= Beginning of Section =

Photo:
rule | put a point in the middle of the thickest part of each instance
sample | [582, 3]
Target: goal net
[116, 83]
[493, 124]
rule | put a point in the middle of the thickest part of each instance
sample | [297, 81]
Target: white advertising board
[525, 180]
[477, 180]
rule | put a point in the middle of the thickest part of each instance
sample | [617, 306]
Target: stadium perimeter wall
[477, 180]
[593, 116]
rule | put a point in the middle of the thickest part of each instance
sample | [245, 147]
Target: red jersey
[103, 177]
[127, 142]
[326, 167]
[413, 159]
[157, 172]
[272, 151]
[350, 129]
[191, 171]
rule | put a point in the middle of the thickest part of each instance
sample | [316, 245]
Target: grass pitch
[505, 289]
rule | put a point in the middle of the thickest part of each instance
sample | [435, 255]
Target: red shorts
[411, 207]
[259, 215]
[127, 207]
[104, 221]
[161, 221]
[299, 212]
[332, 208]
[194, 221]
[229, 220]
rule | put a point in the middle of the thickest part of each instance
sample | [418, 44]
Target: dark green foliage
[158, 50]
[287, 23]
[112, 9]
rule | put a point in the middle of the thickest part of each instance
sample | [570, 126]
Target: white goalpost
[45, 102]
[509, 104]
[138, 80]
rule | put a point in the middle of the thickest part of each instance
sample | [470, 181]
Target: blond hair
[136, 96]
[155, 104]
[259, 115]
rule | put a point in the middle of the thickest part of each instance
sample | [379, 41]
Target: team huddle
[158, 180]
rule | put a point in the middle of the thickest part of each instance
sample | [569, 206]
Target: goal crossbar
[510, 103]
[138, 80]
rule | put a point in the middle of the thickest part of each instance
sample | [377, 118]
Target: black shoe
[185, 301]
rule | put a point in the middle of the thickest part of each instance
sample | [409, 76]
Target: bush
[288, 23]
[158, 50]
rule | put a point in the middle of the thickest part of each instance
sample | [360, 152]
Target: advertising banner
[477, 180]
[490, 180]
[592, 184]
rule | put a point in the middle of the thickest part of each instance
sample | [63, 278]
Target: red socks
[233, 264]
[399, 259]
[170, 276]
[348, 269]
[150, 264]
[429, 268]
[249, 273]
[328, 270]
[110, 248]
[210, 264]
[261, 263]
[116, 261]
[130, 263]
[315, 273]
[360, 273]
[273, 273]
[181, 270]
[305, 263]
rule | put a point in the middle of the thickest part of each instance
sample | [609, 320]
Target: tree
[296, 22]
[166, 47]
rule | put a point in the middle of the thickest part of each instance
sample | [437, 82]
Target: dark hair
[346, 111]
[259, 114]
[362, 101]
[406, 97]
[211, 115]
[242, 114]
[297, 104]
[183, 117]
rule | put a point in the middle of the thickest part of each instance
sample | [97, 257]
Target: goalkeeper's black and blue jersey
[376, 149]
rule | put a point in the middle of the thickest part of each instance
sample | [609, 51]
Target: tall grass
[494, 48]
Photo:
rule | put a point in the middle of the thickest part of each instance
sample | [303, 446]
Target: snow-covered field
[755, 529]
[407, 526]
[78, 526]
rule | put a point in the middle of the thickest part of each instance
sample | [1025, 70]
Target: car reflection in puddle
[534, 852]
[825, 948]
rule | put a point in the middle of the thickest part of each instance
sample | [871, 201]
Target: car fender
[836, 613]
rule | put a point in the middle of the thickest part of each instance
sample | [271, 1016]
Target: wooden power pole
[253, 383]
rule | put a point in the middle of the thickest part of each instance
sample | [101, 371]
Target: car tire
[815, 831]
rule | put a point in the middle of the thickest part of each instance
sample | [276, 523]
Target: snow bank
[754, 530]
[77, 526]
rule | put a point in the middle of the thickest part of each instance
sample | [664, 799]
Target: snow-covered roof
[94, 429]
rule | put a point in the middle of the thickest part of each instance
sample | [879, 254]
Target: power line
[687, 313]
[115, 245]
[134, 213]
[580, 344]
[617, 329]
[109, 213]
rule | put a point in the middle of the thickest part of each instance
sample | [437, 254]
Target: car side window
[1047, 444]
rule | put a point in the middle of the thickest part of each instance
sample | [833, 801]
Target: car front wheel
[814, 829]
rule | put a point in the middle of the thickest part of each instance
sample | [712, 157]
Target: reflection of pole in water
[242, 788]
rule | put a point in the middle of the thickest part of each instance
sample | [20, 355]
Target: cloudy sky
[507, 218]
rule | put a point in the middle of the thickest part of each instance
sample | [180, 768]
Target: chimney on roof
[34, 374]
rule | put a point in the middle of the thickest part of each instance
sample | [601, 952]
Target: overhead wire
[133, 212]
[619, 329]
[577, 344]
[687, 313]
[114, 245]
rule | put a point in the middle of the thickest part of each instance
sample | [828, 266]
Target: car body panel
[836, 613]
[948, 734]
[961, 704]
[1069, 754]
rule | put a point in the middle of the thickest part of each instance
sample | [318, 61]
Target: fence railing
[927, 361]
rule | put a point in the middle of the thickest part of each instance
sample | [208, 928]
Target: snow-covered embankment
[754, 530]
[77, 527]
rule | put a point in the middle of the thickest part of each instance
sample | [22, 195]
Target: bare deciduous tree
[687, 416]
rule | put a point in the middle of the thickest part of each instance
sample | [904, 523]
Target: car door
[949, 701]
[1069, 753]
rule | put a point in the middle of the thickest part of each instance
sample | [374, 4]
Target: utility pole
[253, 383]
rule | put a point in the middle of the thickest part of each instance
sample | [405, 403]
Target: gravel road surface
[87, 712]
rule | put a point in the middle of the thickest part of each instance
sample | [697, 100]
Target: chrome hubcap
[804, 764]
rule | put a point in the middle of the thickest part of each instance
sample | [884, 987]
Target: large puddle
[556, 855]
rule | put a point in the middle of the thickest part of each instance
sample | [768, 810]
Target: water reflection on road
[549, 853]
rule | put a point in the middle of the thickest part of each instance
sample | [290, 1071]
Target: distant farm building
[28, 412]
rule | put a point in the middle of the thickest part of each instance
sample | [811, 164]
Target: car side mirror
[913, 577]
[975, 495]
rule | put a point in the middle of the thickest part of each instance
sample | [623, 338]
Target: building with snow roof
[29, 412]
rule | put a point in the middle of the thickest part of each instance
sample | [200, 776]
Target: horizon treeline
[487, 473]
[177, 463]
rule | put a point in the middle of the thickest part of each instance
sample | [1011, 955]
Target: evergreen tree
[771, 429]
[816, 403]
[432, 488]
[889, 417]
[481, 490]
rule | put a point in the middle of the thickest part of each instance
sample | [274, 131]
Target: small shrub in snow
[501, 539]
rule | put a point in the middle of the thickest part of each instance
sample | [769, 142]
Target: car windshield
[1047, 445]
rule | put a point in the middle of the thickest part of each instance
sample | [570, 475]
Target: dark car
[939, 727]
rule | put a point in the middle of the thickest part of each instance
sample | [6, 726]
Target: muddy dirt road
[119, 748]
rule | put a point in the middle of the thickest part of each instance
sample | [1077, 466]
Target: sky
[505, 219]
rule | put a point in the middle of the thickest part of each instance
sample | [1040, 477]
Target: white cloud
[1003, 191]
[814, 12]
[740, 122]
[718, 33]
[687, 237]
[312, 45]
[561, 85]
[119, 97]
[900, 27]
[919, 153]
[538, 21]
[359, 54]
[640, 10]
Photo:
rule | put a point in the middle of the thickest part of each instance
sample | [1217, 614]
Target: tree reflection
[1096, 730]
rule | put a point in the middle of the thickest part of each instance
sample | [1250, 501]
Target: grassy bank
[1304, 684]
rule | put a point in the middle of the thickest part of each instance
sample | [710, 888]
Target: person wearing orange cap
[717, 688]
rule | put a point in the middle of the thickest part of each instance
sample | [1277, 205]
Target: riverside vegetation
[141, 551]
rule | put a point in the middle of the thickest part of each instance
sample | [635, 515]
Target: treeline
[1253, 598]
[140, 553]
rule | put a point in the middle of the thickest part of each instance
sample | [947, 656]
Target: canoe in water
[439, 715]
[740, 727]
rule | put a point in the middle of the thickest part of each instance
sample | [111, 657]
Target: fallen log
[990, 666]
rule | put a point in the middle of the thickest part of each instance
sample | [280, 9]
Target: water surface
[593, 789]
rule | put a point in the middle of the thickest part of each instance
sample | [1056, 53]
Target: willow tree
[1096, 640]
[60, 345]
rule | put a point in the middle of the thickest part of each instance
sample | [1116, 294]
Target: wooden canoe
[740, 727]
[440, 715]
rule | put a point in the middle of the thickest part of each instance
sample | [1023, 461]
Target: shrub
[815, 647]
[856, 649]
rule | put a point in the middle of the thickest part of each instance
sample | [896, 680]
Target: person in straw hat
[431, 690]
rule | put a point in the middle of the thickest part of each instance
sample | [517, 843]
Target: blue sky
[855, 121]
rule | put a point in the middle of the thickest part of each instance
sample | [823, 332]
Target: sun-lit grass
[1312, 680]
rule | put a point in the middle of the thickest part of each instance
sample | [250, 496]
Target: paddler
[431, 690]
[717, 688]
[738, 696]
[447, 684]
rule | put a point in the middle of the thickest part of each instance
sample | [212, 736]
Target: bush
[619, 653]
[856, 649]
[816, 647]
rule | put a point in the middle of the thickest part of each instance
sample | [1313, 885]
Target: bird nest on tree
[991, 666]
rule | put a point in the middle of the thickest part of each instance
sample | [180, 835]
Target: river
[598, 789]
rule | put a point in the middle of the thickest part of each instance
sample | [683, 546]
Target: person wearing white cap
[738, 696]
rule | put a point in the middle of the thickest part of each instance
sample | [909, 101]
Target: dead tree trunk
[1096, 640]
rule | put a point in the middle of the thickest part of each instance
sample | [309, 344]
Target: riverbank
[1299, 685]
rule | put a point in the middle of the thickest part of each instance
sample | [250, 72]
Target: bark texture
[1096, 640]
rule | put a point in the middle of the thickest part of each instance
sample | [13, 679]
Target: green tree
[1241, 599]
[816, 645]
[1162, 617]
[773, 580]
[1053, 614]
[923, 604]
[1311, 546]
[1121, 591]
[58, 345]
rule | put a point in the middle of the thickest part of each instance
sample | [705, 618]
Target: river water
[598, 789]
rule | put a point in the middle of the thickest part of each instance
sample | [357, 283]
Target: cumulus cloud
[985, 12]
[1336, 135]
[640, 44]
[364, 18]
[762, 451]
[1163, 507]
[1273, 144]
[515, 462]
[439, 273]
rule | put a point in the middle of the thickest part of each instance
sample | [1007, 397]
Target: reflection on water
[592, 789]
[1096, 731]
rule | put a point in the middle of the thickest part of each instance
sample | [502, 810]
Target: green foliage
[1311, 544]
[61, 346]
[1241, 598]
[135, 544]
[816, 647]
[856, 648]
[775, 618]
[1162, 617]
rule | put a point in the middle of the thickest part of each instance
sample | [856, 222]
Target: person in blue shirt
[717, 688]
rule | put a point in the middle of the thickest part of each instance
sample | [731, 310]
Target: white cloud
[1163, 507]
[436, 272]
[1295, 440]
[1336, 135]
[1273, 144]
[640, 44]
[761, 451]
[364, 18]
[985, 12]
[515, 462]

= End of Section =

## PROBLEM STATEMENT
Write out the records exactly, starting at the first line and stopping after the line that contains "sample | [379, 41]".

## REPLY TO THE TASK
Photo:
rule | put a point in the middle of the thickest part of each instance
sample | [582, 3]
Target: goal net
[116, 83]
[493, 124]
rule | put a point in the middle of the thickest part of each instance
sample | [297, 81]
Target: white advertising board
[525, 180]
[477, 180]
rule | put a point in the middle of the thickest part of each instance
sample | [617, 306]
Target: stadium perimeter wall
[477, 180]
[593, 116]
rule | put a point in the middle of the thickest part of each instance
sample | [245, 147]
Target: red jersey
[103, 177]
[127, 142]
[326, 167]
[413, 159]
[157, 172]
[272, 151]
[350, 129]
[191, 171]
rule | put a point in the middle of the thickest part of each instance
sample | [316, 245]
Target: grass pitch
[505, 289]
rule | put a point in the middle of the thickest part of each instance
sample | [435, 255]
Target: red shorts
[411, 207]
[259, 215]
[127, 207]
[104, 221]
[161, 221]
[299, 212]
[332, 208]
[194, 221]
[229, 220]
rule | put a point in the middle of the thickest part of each instance
sample | [418, 44]
Target: dark green foliage
[158, 50]
[287, 23]
[112, 9]
rule | put a point in the middle of the thickest part of each instance
sample | [570, 126]
Target: white goalpost
[45, 102]
[509, 104]
[138, 80]
rule | put a point in the middle of the thickest part of each instance
sample | [470, 181]
Target: blond hair
[136, 96]
[155, 104]
[259, 115]
rule | put a point in the middle of the thickest part of each instance
sample | [379, 41]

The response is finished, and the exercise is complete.